- _Instruction_
Please add 65 to every point coordinate in the answers and write out all the lines below again in full, leaving out the pictures.

** BEGIN Entries shown **

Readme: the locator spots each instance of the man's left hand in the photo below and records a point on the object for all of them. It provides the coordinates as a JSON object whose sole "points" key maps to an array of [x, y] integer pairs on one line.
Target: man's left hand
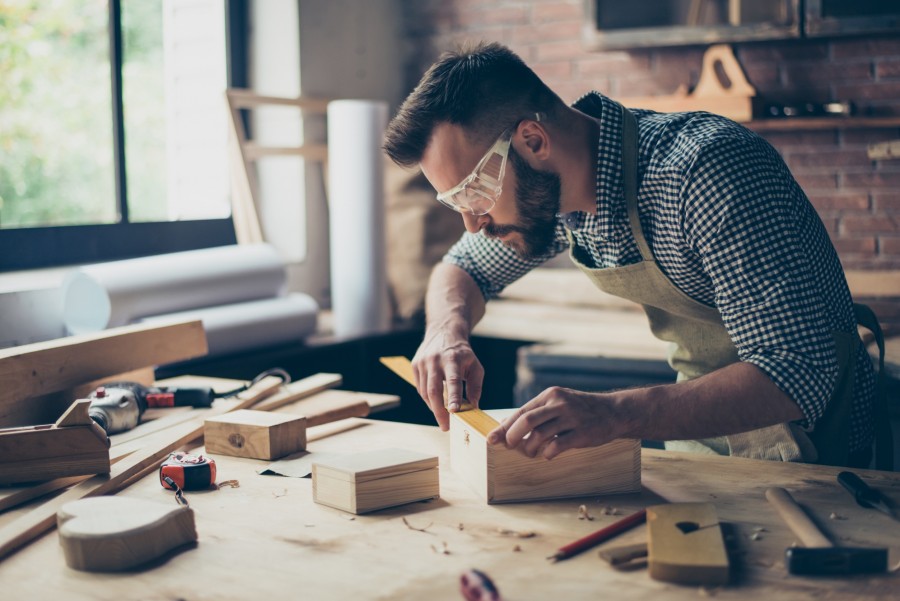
{"points": [[559, 419]]}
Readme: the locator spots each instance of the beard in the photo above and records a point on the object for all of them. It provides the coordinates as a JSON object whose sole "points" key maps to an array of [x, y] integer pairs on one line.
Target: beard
{"points": [[537, 204]]}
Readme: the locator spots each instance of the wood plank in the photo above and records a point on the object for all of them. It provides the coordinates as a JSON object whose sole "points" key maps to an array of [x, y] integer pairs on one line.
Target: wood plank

** END Entries shown **

- _Final result_
Readme: the locator spots each instance of the man's left hand in the photo below and records a point on the object for all of them. It provides the coordinates as a JSON object whose sole "points" key maps to an array of [x, y] integer pairs on one line.
Target: man's left hand
{"points": [[624, 484]]}
Readme: the locator spots each instance of the beard in the photo above and records a point on the object for all of them. It provides the coordinates as a JSON object whose sole "points" key maps to an array of [x, y] integer pairs on one line.
Target: beard
{"points": [[602, 269]]}
Readme: the locator spots each instance of the wood plank in the photo above and records a point on the object for all of them. It provides the coordinates as a JSON object whose sole "points" key maps to an array of [x, y] integer pairs on one line.
Target: wood plank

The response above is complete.